• **Szczegóły zadania**
Który spektakl z 1970 roku fragment o Teatrze STU nazywa najważniejszym?

*** Fragment tekstu

Początki wiążą się z teatrem studenckim i grupą młodych osób pragnących stworzyć coś odrębnego i pracować na własne konto, poza murami krakowskiej PWST. Praca w szkole nad fragmentami dzieł nie wystarczała i zabierana do Teatru STU stawała się pełnoprawnymi, silnymi, wygrywającymi w wielu festiwalowych rywalizacjach spektaklami, tak jak „Pamiętnik wariata” i „Karzeł” z 1966. Tworzenie własnych spektakli nie stało jedyną działalnością. Z upływem czasu powstało studio aktorskie, a studenci z różnych kierunków zasilali Teatr STU. W najważniejszym ze spektakli „Spadanie” z 1970 głos twórców wydawał się tożsamy z nastrojami społeczeństwa. Wydaje się, że w tym okresie stał się niemal teatrem politycznym, a poszukiwanie własnej formy mówienia o rzeczywistości zestroiło się z zagubieniem współczesnego człowieka. W porównywaniu z innymi teatrami studenckimi tego okresu STU potrafił dysponować wszelkimi konwencjami wsłuchując się w język poezji, próbując stworzyć misterium na scenie. Recenzje ze strony dużej części krytyki nie były pochlebne lecz reakcje publiczności wręcz entuzjastyczne. Nieoszczędzanie konwencji i gestów w celu wydobycia emocji z publiczności do dziś może być sporną kwestią w estetyce przestawień Teatru STU .

******
*** Podane wpisy

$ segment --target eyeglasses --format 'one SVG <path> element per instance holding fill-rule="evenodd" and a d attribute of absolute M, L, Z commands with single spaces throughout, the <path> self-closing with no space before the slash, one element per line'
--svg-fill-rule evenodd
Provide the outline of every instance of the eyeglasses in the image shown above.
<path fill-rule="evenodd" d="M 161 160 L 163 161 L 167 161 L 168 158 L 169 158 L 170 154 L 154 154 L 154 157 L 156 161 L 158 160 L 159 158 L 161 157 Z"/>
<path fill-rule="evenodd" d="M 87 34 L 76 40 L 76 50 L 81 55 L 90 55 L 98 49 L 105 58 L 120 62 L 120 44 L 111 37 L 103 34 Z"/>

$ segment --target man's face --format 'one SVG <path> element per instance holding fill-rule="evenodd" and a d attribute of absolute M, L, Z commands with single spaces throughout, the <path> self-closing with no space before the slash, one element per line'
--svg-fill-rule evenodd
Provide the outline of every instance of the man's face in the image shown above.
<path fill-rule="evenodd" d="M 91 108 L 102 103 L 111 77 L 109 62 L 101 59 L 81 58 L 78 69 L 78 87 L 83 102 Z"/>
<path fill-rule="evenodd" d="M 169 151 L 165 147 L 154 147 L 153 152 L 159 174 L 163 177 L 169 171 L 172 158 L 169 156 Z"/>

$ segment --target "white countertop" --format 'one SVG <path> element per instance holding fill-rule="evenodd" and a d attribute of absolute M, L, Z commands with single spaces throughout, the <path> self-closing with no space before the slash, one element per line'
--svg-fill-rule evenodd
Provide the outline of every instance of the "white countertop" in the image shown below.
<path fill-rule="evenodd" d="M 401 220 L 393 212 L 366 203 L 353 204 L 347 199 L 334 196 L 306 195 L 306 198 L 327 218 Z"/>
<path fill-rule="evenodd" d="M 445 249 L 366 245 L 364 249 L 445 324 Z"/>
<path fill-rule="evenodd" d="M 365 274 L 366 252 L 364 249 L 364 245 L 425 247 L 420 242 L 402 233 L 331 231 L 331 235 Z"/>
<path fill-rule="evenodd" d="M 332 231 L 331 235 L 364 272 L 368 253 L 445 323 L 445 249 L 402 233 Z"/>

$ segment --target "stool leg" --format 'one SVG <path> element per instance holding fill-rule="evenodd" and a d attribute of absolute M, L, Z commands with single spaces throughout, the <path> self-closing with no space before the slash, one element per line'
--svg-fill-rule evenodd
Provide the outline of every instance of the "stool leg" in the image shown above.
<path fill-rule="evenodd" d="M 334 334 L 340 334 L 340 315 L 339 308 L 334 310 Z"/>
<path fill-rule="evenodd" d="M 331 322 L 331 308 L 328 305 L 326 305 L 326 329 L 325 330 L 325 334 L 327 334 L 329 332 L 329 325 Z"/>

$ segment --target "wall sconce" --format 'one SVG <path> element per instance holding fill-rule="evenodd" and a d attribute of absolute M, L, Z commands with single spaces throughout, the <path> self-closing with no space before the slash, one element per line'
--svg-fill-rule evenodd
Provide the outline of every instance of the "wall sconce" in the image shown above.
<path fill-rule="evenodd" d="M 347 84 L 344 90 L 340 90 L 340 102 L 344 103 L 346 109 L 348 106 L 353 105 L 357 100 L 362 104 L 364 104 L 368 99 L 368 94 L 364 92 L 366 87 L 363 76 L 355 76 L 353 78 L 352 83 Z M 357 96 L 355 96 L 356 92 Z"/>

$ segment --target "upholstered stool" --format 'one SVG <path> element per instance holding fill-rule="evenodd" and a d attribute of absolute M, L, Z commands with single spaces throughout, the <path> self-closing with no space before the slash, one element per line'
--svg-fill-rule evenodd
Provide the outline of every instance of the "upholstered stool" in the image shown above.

******

• **Pełna odpowiedź**
„Spadanie”.